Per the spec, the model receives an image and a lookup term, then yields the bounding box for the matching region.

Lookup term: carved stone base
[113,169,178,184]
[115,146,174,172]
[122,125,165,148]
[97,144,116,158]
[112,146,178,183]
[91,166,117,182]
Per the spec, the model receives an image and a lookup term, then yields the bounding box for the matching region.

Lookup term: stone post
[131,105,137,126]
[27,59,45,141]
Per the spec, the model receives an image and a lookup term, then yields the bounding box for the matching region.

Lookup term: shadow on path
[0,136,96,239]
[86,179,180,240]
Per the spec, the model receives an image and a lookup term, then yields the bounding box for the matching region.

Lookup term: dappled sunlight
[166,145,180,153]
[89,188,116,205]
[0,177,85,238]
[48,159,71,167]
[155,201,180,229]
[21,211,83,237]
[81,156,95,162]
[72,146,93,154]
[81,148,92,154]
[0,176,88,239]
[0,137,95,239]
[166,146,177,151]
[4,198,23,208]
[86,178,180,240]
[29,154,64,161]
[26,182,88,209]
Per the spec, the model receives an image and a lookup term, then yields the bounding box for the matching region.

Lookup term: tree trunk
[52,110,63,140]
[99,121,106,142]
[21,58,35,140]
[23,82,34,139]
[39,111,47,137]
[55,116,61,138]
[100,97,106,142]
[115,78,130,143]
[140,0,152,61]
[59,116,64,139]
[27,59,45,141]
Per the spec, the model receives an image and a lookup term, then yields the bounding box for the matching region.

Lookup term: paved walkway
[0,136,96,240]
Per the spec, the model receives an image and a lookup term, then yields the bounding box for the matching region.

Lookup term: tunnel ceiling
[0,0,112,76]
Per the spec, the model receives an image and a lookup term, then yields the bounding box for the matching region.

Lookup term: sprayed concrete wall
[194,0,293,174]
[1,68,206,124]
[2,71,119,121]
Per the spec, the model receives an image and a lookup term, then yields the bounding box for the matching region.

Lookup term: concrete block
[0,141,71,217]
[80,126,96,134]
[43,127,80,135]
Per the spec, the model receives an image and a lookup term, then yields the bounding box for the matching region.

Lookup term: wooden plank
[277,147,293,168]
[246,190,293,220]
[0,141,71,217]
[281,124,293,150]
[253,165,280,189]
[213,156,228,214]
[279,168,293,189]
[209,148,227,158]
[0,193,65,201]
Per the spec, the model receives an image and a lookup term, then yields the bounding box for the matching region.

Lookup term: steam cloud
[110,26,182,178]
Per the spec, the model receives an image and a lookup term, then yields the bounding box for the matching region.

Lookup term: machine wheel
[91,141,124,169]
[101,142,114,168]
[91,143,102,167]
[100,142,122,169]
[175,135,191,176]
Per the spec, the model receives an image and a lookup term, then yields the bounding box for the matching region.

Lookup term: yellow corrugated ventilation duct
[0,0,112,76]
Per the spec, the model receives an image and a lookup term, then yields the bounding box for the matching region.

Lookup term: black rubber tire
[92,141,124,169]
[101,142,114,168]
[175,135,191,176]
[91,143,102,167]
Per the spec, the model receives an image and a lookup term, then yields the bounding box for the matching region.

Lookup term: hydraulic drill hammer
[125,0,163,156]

DIRECTIONS: The required answer is the complete data, repeated exactly.

RESPONSE:
Per the spec, the model receives an image and a lookup term, then yields the bounding box for the matching region.

Lookup term: carved stone base
[113,169,178,184]
[115,146,174,172]
[122,125,165,148]
[97,144,116,158]
[112,146,178,183]
[91,166,117,182]
Per the spec, the model receives an image and a lookup term, then yields the bounding box for the matching region.

Lookup term: stone post
[131,105,137,126]
[27,59,45,141]
Per the spec, the model receives an image and a lookup term, then yields the bounding box for the matching region.

Lookup term: shadow on path
[0,136,96,239]
[86,179,180,240]
Per the spec, the model receives an image and a lookup term, then yields the bounding box for the matching region.

Lookup term: dappled sunlight
[166,145,180,153]
[89,188,116,205]
[0,177,85,238]
[48,159,71,167]
[155,201,180,229]
[21,211,83,237]
[81,156,95,162]
[72,146,93,154]
[81,148,92,154]
[0,176,88,239]
[0,137,95,239]
[166,146,177,151]
[4,198,23,208]
[86,178,180,240]
[29,154,64,161]
[26,182,88,209]
Per the spec, the model receives an image and a lookup term, then yields the bounding box for the matching region.

Lookup term: tree trunk
[52,110,63,140]
[99,121,106,142]
[21,58,35,140]
[23,82,34,139]
[39,111,47,137]
[55,116,61,138]
[100,97,106,142]
[115,78,130,143]
[140,0,152,61]
[59,116,64,139]
[27,59,45,141]
Per the spec, the model receives an image and a lookup term, then yields the bounding box for the matching region.

Lookup term: paved walkway
[0,136,96,240]
Per the spec, the model receives an image and a lookup term, then yields the bounding box for the matching region.

Lookup term: tunnel ceiling
[0,0,112,76]
Per the spec, the model receives an image and a lookup term, then yields the bounding box for the matching region.

Lookup term: sprayed concrete wall
[194,0,293,174]
[1,68,206,124]
[2,71,119,121]
Per the spec, the model receives an image and a lookup term, then yields the bounding box for the matching region.

Lookup term: concrete block
[0,141,71,217]
[80,126,96,134]
[43,127,80,135]
Per the spec, the model receives an image and a lookup term, then yields the bounding box for the matching region.

Lookup term: wooden plank
[277,147,293,168]
[246,190,293,220]
[0,141,71,217]
[281,124,293,150]
[253,165,280,189]
[213,156,228,214]
[279,168,293,189]
[209,148,227,158]
[0,193,65,201]
Per the spec, the model receives an image and a lookup term, then yields the bounding box for the matching region.

Lookup term: steam cloud
[110,26,182,178]
Per the spec, the model receives an image and a lookup term, then yields the bounding box for the matching region.

Lookup term: machine wheel
[91,141,124,169]
[101,142,114,168]
[91,143,102,167]
[100,142,122,169]
[175,135,191,176]
Per the spec, the model receives an image and a lookup term, then yields the bounding box for the matching region.

Lookup term: yellow corrugated ventilation duct
[0,0,112,76]
Per the spec, the model receives an image and a lookup term, then yields the bounding box for the matching region.

Lookup term: black rubber tire
[92,141,124,169]
[101,142,114,168]
[175,135,191,176]
[91,143,102,167]
Per the spec, the model receives an image and a lookup term, then yields the bounding box for the matching region.

Lookup term: hydraulic drill hammer
[125,0,163,156]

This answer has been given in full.